**** Supplied records ****

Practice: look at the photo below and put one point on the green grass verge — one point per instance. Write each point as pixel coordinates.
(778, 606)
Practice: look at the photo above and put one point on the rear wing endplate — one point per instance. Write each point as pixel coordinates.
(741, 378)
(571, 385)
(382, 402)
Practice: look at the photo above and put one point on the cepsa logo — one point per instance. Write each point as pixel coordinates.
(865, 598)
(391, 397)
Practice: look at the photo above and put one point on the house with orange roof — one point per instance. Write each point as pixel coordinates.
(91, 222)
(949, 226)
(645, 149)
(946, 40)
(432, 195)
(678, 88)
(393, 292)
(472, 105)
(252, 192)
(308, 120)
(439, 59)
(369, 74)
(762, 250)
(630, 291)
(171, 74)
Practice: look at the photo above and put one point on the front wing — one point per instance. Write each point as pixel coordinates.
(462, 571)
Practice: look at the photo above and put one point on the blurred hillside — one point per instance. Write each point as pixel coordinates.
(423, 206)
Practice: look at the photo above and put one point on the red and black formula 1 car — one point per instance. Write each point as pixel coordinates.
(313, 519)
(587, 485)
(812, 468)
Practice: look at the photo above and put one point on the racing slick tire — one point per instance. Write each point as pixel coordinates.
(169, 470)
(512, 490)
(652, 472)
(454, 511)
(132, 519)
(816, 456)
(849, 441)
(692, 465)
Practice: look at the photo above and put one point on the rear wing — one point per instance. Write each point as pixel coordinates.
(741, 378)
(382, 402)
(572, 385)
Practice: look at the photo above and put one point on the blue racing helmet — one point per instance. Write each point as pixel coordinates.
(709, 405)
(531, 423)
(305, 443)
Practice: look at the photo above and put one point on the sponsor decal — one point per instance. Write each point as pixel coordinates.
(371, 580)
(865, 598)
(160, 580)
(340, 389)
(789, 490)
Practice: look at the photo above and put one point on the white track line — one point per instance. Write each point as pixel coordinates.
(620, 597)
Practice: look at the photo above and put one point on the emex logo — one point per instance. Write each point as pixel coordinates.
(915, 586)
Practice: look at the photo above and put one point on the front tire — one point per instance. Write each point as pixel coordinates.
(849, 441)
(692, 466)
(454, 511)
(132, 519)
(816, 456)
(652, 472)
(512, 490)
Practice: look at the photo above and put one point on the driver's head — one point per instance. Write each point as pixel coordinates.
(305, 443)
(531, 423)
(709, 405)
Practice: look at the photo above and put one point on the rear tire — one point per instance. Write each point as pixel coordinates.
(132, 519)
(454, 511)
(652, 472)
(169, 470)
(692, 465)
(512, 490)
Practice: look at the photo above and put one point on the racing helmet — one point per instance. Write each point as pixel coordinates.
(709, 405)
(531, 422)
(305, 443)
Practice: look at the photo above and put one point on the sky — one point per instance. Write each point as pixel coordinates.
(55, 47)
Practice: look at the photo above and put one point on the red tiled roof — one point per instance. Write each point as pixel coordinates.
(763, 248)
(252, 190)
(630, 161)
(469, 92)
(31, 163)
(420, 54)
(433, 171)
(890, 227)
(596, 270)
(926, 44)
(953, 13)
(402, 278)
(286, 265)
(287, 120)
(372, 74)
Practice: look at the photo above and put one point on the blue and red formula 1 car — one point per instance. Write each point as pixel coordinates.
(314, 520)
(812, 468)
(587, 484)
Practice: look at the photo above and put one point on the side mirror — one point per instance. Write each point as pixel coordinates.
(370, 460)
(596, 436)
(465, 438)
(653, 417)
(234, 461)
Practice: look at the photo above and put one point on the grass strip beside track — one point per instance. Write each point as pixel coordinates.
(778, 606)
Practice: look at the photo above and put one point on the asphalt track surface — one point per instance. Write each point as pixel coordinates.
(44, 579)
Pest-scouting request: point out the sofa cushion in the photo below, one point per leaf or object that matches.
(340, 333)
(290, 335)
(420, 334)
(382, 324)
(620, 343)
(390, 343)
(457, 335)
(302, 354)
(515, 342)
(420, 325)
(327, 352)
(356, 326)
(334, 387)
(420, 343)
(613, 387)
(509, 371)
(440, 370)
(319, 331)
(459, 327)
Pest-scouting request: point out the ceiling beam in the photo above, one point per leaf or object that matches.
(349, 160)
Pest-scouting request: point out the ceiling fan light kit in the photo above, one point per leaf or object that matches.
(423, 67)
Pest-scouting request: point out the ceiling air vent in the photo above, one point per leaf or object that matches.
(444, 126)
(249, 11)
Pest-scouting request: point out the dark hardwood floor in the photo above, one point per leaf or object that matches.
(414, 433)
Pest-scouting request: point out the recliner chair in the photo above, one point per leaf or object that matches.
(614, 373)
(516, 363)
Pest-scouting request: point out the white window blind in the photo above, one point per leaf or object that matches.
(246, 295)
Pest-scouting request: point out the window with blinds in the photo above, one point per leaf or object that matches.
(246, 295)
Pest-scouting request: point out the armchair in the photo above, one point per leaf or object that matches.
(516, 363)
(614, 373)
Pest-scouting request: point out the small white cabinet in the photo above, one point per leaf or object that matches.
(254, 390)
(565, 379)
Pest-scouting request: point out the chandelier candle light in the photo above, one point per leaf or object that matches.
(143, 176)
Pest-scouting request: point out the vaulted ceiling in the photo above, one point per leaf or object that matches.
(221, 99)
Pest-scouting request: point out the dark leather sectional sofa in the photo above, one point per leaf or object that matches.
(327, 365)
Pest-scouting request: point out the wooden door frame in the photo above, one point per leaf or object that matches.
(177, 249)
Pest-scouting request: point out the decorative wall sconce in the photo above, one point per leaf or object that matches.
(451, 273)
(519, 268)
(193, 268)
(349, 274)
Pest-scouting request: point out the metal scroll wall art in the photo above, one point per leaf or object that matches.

****

* Prompt *
Retype only the lines running from the line with "Pest-scouting request: point out the ceiling fan" to the end of the listing, including both of those lines.

* Response *
Pest-scouting request: point out the ceiling fan light kit in the photo above, one point per leaf or object that matches.
(423, 67)
Pest-scouting request: point out the ceiling air vent in the photo above, one point per leaf or object that matches.
(444, 126)
(249, 11)
Pest-scouting request: point out the dark hardwood floor in the photo above, one point per leaf or object that matches.
(414, 433)
Pest-scouting request: point out the recliner chair in the photo above, one point per leaf or object that matches.
(614, 373)
(516, 363)
Pest-scouting request: point out the white window blind in the photo above, one point per leaf or object that matches.
(246, 295)
Pest-scouting request: point out the window with blinds in the photo above, one point per leaf or object that matches.
(246, 295)
Pest-scouting request: point out the armchair in the photo above, one point per leaf or object that matches.
(516, 363)
(614, 373)
Pest-scouting request: point out the small white cabinet in the photo above, one point per leaf or object that matches.
(254, 390)
(565, 379)
Pest-scouting request: point out the chandelier candle light in the photo above, one point per leaf or object that matches.
(143, 176)
Pest-scouting request: point out the vaulted ceiling in the photo above, one point per leaf or object that matches.
(221, 99)
Pest-scouting request: point out the dark leather sectional sofa in the photo above, one point per leaf or object that matches.
(327, 365)
Pest-scouting request: point out the wooden door frame in the photo above, one point per leaf or object that matches.
(177, 249)
Pest-scouting request: point out the decorative wall sconce in the photo above, one point per leaf or object that matches.
(451, 273)
(519, 268)
(193, 268)
(349, 274)
Pest-scouting request: point out the metal scroll wall art in the photo above, one point per leaf or object that matches.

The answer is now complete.